● EXERCISE TASK:
Substitute "mark a point" for every "drop a point" in the entries below, and reproduce them with nothing else changed. Leave the pictures out of your answer.

● Image location labeling entries:
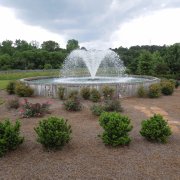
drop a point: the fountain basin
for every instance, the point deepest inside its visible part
(126, 86)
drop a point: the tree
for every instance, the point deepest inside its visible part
(145, 63)
(7, 47)
(50, 46)
(22, 45)
(72, 44)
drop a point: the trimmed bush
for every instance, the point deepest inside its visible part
(154, 90)
(73, 104)
(10, 88)
(113, 105)
(34, 110)
(116, 128)
(73, 94)
(108, 92)
(61, 93)
(177, 84)
(10, 137)
(95, 95)
(53, 133)
(167, 87)
(85, 93)
(23, 90)
(13, 103)
(141, 92)
(97, 109)
(155, 129)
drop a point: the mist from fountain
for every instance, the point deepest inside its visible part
(82, 63)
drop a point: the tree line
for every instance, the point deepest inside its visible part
(161, 61)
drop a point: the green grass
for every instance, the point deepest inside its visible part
(7, 76)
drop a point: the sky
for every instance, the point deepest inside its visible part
(96, 24)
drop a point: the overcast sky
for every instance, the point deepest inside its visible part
(94, 23)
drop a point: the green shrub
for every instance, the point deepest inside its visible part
(53, 133)
(10, 88)
(95, 95)
(85, 93)
(107, 92)
(141, 92)
(10, 137)
(34, 110)
(155, 129)
(177, 84)
(13, 103)
(167, 87)
(23, 90)
(61, 93)
(97, 109)
(73, 104)
(116, 128)
(154, 90)
(113, 105)
(73, 94)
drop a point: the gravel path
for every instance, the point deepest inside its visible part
(86, 157)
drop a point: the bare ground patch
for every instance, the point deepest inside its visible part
(86, 157)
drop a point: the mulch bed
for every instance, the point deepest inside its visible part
(86, 157)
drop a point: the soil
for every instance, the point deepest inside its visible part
(86, 157)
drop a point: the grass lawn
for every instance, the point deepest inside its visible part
(7, 76)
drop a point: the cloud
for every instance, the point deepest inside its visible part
(85, 20)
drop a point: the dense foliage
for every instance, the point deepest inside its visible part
(85, 92)
(34, 109)
(108, 92)
(53, 133)
(10, 137)
(161, 61)
(155, 129)
(116, 128)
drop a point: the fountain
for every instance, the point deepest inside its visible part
(92, 68)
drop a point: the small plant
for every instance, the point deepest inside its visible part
(23, 90)
(95, 95)
(154, 90)
(85, 93)
(155, 129)
(167, 87)
(10, 137)
(177, 84)
(13, 103)
(10, 88)
(73, 94)
(53, 133)
(97, 109)
(73, 104)
(34, 110)
(108, 92)
(116, 128)
(61, 91)
(141, 92)
(113, 105)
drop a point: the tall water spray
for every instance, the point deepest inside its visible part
(92, 62)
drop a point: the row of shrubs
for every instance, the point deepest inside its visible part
(165, 87)
(19, 88)
(54, 132)
(88, 93)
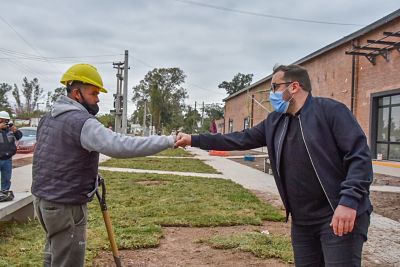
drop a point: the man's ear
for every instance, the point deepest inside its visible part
(76, 94)
(295, 87)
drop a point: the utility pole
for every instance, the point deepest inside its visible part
(144, 117)
(202, 115)
(125, 94)
(121, 97)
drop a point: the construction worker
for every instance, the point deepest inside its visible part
(8, 135)
(65, 163)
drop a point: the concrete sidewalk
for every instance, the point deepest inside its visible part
(383, 245)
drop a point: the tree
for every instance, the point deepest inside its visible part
(31, 91)
(52, 97)
(107, 120)
(238, 82)
(4, 89)
(192, 116)
(164, 97)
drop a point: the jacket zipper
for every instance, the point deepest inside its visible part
(280, 142)
(312, 163)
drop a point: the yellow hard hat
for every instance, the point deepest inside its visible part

● EXERCISE OUTPUT:
mark a point: the fountain basin
for every instance, the point deepest inside its visible part
(126, 86)
mark a point: the tree
for every instance, the point deepest inside its visible part
(145, 63)
(7, 47)
(50, 46)
(22, 45)
(72, 44)
mark a point: the trimmed bush
for every instance, the point deepest inside its visible part
(154, 90)
(73, 104)
(10, 88)
(113, 105)
(34, 110)
(116, 128)
(73, 94)
(108, 92)
(61, 93)
(177, 84)
(10, 137)
(95, 95)
(53, 133)
(167, 87)
(85, 93)
(23, 90)
(13, 103)
(141, 92)
(97, 109)
(155, 129)
mark a point: the mist from fountain
for every instance, the point deepest inside its visible part
(82, 63)
mark a point: the tree line
for every instance, the point deepest inside its visible part
(161, 61)
mark a point: the green grass
for every instance, the point deepest inside its visible part
(7, 76)
mark a point: the sky
for every instance, the point deepest inside its visible part
(96, 24)
mark a point: the overcast sky
for every instance, the point deepest inside its visible part
(94, 23)
mark a point: the green shrub
for every instance, the point deepest inside its visible part
(53, 133)
(10, 88)
(95, 95)
(85, 93)
(107, 92)
(141, 92)
(10, 137)
(34, 110)
(155, 129)
(177, 84)
(13, 103)
(167, 87)
(23, 90)
(61, 93)
(97, 109)
(73, 104)
(116, 128)
(154, 90)
(113, 105)
(73, 94)
mark a point: the gravel path
for every instance, the point deepest inside its visible part
(86, 157)
mark a point: the bare ground patch
for every instance, the point deepest inside its visible part
(86, 157)
mark a point: the mulch bed
for every instance, the point deepest inside its visible part
(86, 157)
mark a point: the soil
for every instance, the point deepest inside its visible part
(86, 157)
mark a point: the grass lawn
for every instance, the point deepest inside its visible part
(7, 76)
mark a point: the cloud
for every instance, the point deepest inside its visible part
(85, 20)
mark a point: the dense foliage
for every instance, the point deepest inside its visible part
(85, 92)
(34, 109)
(108, 92)
(53, 133)
(10, 137)
(161, 61)
(155, 129)
(116, 128)
mark a point: the fountain
for every instance, the point deepest inside its visible part
(92, 68)
mark a point: the small plant
for every instance, the point deepest inside its visible part
(23, 90)
(95, 95)
(154, 90)
(85, 93)
(155, 129)
(167, 87)
(10, 137)
(177, 84)
(13, 103)
(10, 88)
(73, 94)
(53, 133)
(97, 109)
(73, 104)
(34, 110)
(108, 92)
(116, 128)
(61, 91)
(141, 92)
(113, 105)
mark a point: the tall water spray
for every instance, the point deepest inside its visible part
(92, 62)
mark a point: the row of shrubs
for every instance, the point deepest inside its visible part
(165, 87)
(19, 88)
(54, 132)
(88, 93)
mark a point: the man's ear
for every instance, the point deepest inside its visible part
(76, 94)
(295, 87)
mark a point: the utility pole
for every instance, the point deepest inside its visible part
(144, 117)
(202, 115)
(125, 94)
(121, 97)
mark a point: the construction worker
for every instance, the point deepest inside its visible part
(8, 135)
(65, 163)
mark a point: the concrete sidewalk
for every instance, the point deepest inside its visible part
(383, 245)
mark a point: the tree
for every instance, the point deepest inside its visible part
(31, 91)
(52, 97)
(107, 120)
(238, 82)
(4, 89)
(192, 116)
(164, 97)
mark a point: the jacket zipper
for every instance, the point deepest inside its visible part
(280, 142)
(312, 163)
mark a point: the yellow hard hat
for every instance, the point deepest inside its visible part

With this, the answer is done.